▶ [Task set]:
1/ In the running post, on which side of the right shin did the shin splint show up?
2/ Reproduce the running post's text between "Concerning the second" and "how it works.", inclusive.

▶ [Text excerpt]:
....................
Today's my "day off," but do you really expect me to not do SOMETHING?! Ok, normally I wouldn't, but since I'm back on the road, I wanted to keep up with the short runs. Therefore I ran another 1.5 miles today. My reasoning is twofold. First, I want to make sure my feet get used to running again. A mile or two won't kill me as far as my rest, but will certainly help my feet. Second, I'd like to make sure I'm set into a new form as early as possible.
Concerning the second point, I already have a couple pains today from my run. I noticed a shin splint start up early on the run, which as usually manifested on the medial side of my right shin. Then when I stopped running I noticed what I think was more of a pressure pain on the lateral part of my right forefoot (outside of the ball of my foot). I will probably do at least two things now because of those pains. First, I'll monitor my form more; specifically the way my feet strike the ground. Second, I'll slow my pace to keep from allowing my foot to strike hard on the ground. The latter point may not be the best idea since I know my stride gains more vertical motion as I slow my pace, but we'll see how it works.
....................
▶ [The data]:
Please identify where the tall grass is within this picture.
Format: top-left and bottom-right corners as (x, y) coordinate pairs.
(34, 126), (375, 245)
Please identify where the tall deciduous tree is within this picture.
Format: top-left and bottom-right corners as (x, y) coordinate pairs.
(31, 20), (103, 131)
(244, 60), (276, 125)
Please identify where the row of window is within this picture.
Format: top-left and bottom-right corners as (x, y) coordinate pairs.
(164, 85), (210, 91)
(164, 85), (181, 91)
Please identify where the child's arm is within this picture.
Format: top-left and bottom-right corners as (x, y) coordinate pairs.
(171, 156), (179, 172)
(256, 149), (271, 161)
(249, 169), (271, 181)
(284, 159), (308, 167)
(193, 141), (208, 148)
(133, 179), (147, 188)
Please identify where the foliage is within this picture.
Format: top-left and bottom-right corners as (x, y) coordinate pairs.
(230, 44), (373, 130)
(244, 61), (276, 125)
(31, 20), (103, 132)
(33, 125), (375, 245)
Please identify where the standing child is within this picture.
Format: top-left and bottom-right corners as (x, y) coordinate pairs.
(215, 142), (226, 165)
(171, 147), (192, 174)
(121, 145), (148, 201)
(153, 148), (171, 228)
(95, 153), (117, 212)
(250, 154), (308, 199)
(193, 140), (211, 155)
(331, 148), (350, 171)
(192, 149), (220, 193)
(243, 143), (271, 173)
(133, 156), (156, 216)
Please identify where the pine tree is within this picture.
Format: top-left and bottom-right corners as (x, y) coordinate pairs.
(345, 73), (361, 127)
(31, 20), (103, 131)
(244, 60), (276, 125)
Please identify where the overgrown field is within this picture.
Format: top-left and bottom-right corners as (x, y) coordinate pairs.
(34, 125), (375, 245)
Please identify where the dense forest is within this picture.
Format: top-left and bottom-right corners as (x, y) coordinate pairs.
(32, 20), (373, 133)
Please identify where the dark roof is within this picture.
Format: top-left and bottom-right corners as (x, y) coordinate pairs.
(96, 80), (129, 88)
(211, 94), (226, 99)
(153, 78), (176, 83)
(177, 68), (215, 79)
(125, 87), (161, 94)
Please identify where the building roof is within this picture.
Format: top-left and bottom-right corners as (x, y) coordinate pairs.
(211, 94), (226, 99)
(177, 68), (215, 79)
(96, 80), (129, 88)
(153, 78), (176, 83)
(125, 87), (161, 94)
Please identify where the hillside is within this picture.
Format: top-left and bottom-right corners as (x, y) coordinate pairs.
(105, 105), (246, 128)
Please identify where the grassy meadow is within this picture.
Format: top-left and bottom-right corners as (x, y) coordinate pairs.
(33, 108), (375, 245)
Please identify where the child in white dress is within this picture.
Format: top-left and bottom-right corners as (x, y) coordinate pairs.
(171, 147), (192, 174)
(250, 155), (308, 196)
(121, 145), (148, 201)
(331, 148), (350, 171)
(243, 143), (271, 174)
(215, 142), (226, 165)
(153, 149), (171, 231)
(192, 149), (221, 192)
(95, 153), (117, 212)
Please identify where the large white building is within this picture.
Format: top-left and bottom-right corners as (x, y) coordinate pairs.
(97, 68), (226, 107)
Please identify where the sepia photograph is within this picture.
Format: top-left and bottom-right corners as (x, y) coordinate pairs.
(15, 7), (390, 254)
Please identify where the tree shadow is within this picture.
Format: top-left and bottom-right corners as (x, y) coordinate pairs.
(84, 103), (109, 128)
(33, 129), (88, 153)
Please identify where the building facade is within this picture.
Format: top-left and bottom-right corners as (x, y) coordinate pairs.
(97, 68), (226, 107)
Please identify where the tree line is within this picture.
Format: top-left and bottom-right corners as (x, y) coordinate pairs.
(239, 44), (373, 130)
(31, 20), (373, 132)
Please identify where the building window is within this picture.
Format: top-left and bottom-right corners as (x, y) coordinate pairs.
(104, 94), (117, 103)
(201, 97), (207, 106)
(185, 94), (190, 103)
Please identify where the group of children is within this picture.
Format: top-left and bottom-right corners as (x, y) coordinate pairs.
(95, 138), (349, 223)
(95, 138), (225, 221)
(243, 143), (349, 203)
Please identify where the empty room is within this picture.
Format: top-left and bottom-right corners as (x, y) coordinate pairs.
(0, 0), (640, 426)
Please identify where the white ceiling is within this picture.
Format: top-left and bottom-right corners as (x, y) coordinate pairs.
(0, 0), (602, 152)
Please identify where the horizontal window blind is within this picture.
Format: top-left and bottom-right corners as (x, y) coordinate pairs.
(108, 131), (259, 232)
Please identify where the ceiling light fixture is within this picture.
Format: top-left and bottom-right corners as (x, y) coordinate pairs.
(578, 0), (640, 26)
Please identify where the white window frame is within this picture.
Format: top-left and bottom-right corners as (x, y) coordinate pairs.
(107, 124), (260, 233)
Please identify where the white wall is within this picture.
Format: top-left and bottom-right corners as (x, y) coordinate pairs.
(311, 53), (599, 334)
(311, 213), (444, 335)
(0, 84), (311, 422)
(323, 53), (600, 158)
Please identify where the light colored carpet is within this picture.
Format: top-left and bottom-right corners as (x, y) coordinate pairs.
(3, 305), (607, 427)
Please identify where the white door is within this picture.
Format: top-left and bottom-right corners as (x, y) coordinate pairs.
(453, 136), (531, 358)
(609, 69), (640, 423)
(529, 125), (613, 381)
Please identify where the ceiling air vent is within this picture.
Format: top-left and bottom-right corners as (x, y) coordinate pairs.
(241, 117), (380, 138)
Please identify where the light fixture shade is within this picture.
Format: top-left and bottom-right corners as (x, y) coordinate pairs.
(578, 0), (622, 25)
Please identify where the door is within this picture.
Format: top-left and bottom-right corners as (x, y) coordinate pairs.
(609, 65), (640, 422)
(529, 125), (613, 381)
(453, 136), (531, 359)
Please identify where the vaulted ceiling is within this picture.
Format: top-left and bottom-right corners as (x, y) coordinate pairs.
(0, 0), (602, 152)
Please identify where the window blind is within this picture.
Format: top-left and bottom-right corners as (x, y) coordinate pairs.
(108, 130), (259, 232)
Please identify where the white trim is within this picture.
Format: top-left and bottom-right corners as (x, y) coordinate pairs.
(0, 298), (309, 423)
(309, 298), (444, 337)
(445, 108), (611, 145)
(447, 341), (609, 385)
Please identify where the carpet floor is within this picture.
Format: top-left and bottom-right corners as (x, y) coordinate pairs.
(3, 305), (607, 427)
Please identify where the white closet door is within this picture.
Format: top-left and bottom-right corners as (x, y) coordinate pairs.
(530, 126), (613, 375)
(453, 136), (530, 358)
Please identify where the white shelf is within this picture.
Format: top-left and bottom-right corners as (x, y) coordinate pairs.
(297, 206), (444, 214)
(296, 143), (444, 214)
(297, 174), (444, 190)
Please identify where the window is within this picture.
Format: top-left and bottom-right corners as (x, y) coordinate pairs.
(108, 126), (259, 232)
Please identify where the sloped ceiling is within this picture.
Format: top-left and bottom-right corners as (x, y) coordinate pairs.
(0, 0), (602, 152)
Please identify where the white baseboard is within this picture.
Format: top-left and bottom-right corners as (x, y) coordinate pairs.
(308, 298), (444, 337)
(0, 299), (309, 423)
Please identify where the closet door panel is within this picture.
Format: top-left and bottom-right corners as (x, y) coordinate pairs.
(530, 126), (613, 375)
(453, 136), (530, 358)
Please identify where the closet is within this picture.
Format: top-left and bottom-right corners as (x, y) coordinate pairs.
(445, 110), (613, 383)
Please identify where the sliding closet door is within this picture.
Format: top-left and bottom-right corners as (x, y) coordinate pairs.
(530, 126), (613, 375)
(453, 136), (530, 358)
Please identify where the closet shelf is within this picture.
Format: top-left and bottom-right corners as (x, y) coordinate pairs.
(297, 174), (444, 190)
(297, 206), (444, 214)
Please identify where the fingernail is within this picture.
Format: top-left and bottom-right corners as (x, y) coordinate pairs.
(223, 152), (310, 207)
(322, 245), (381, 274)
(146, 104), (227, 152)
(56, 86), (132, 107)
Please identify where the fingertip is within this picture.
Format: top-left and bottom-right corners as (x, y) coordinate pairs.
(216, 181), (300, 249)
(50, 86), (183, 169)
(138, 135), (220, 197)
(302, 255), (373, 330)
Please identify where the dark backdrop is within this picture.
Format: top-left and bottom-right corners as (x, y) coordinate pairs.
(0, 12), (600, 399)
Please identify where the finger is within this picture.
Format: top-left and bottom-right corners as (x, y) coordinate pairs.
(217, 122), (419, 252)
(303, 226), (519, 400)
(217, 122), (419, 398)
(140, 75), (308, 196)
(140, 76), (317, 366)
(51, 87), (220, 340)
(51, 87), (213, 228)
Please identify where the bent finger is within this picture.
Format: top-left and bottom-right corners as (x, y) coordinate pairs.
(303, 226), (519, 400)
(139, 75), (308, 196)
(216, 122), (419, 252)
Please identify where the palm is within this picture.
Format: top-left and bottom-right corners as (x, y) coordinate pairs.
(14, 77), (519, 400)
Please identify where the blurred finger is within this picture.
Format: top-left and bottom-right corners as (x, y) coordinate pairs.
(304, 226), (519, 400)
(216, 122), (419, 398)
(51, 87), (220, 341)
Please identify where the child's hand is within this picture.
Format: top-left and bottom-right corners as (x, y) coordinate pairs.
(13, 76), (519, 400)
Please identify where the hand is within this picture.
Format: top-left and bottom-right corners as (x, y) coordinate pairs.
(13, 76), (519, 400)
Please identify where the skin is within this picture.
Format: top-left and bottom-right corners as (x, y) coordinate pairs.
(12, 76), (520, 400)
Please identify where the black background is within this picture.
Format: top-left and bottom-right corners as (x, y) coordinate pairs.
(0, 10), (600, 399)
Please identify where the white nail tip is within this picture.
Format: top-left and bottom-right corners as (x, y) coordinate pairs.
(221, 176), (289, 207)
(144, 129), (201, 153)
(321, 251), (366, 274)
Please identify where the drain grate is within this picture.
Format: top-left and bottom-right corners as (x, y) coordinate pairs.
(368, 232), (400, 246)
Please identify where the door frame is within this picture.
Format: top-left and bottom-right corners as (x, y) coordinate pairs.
....................
▶ [Answer list]:
1/ On the medial side.

2/
Concerning the second point, I already have a couple pains today from my run. I noticed a shin splint start up early on the run, which as usually manifested on the medial side of my right shin. Then when I stopped running I noticed what I think was more of a pressure pain on the lateral part of my right forefoot (outside of the ball of my foot). I will probably do at least two things now because of those pains. First, I'll monitor my form more; specifically the way my feet strike the ground. Second, I'll slow my pace to keep from allowing my foot to strike hard on the ground. The latter point may not be the best idea since I know my stride gains more vertical motion as I slow my pace, but we'll see how it works.